-- Begin ARTICLE --

Sewing's Past Connected to Modern Computing

Sewing's Past Connected to Modern Computing
In 1801, Joseph Marie Jacquard (1752-1834) of Lyons, France, made the first successful commercial automatic draw weaving loom. The fabric designs that now bear the name Jacquard were originally overseen only by skilled master weavers knowledgeable in creating intricate patterns in loom woven cloth. The process was tedious, highly repetitive, intricate, and a labor intensive task. The patterned cloth was expensive to create and so became exclusive to the privileged moneyed few of the era. Plain woven cloth was relegated to the masses.

Jacquard came up with the idea to automate the patterning process by means of a series of instructions given to the loom threads by using a punched paper card system. The weaving patterns were controlled by the patterns of the holes in the sets of punched paper cards strung together in a long sequence, passing in a continuous loop over a 'card reader' - a long, thick, rectangular-shaped piece of hard wood, flat on all 4 sides, metal-tipped, and containing a corresponding number of tiny holes filled with small protruding rods. The punched cards would determine which rods would pass through the holes as the cards passed over the card reader. Changing the set of cards would change the pattern produced in the fabric; the loom however could remain efficiently threaded with its often thousands of lines of warp and weft threads.

-- End ARTICLE --

→ DIRECTION A
State how many lines of the records contain the string "bull", counting only matches in that exact case, and give the number alone.
The records that come next bear no relation to the text above.

-- Begin ENTRIES PROVIDED --

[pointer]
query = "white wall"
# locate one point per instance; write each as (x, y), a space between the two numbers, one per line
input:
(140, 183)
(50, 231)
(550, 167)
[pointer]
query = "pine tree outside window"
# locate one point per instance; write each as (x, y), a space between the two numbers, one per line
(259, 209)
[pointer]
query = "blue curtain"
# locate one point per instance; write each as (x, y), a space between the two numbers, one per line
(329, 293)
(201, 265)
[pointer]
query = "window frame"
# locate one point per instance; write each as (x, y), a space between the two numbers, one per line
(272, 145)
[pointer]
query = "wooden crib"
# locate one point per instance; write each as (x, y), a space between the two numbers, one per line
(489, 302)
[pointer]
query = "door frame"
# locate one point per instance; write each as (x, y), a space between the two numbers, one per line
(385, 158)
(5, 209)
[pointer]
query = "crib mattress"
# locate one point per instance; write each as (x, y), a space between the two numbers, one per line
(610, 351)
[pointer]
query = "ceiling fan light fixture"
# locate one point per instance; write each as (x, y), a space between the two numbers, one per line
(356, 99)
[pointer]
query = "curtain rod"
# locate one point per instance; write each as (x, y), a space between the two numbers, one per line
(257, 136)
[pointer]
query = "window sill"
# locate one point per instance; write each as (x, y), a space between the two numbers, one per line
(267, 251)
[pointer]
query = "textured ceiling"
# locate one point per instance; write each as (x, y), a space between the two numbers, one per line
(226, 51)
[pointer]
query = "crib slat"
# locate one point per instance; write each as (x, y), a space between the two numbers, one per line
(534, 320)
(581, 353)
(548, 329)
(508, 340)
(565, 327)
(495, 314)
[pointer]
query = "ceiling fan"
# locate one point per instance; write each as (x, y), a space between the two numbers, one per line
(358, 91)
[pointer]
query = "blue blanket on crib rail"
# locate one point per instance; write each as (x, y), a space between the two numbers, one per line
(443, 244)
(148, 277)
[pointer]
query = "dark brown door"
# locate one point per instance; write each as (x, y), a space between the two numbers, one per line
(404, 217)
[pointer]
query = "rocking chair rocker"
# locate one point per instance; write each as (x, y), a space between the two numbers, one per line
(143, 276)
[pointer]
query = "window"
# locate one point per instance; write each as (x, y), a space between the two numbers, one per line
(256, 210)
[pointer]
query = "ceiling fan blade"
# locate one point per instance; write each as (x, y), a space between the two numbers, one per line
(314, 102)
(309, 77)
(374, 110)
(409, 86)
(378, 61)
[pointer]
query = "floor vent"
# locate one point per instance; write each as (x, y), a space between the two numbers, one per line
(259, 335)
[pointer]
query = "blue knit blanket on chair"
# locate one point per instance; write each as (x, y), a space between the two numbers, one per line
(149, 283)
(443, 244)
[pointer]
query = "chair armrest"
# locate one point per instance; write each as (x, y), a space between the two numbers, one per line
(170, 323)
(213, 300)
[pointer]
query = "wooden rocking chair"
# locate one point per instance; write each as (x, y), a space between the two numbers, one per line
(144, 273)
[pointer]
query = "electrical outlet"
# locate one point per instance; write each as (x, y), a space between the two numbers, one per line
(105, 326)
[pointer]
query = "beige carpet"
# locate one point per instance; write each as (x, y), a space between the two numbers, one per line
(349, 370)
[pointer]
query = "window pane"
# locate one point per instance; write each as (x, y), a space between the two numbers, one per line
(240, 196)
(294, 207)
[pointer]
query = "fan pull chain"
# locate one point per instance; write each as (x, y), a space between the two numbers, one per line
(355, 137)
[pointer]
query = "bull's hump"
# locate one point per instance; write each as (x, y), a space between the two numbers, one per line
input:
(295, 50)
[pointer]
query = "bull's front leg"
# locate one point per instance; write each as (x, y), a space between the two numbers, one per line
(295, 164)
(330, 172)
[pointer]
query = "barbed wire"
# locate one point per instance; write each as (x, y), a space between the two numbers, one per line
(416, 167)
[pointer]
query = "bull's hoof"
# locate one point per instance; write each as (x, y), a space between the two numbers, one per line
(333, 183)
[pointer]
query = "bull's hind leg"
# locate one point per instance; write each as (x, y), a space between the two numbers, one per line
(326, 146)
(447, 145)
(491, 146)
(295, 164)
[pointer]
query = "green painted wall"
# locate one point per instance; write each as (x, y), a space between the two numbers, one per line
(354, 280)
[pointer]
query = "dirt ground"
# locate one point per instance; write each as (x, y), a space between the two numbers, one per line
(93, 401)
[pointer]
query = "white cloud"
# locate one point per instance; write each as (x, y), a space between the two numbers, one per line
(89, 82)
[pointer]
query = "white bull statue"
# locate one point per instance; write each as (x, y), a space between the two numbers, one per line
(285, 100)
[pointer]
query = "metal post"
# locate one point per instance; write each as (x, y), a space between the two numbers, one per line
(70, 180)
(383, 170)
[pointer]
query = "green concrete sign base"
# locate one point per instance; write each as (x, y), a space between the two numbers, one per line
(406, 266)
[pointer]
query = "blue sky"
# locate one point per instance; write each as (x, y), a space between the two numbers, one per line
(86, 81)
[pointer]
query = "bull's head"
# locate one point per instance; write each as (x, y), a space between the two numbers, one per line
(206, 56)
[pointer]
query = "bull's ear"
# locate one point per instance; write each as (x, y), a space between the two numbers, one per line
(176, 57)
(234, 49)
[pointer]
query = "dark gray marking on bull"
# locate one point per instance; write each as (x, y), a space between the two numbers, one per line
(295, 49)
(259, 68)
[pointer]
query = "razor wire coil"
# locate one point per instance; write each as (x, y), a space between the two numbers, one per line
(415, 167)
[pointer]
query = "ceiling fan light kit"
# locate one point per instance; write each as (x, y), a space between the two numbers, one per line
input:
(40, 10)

-- End ENTRIES PROVIDED --

→ DIRECTION B
Copy the loom article from "Jacquard came up" up to and including "and weft threads.", replacing "card reader" with "card scanner" throughout.

→ EXERCISE RESPONSE A
8

→ EXERCISE RESPONSE B
Jacquard came up with the idea to automate the patterning process by means of a series of instructions given to the loom threads by using a punched paper card system. The weaving patterns were controlled by the patterns of the holes in the sets of punched paper cards strung together in a long sequence, passing in a continuous loop over a 'card scanner' - a long, thick, rectangular-shaped piece of hard wood, flat on all 4 sides, metal-tipped, and containing a corresponding number of tiny holes filled with small protruding rods. The punched cards would determine which rods would pass through the holes as the cards passed over the card scanner. Changing the set of cards would change the pattern produced in the fabric; the loom however could remain efficiently threaded with its often thousands of lines of warp and weft threads.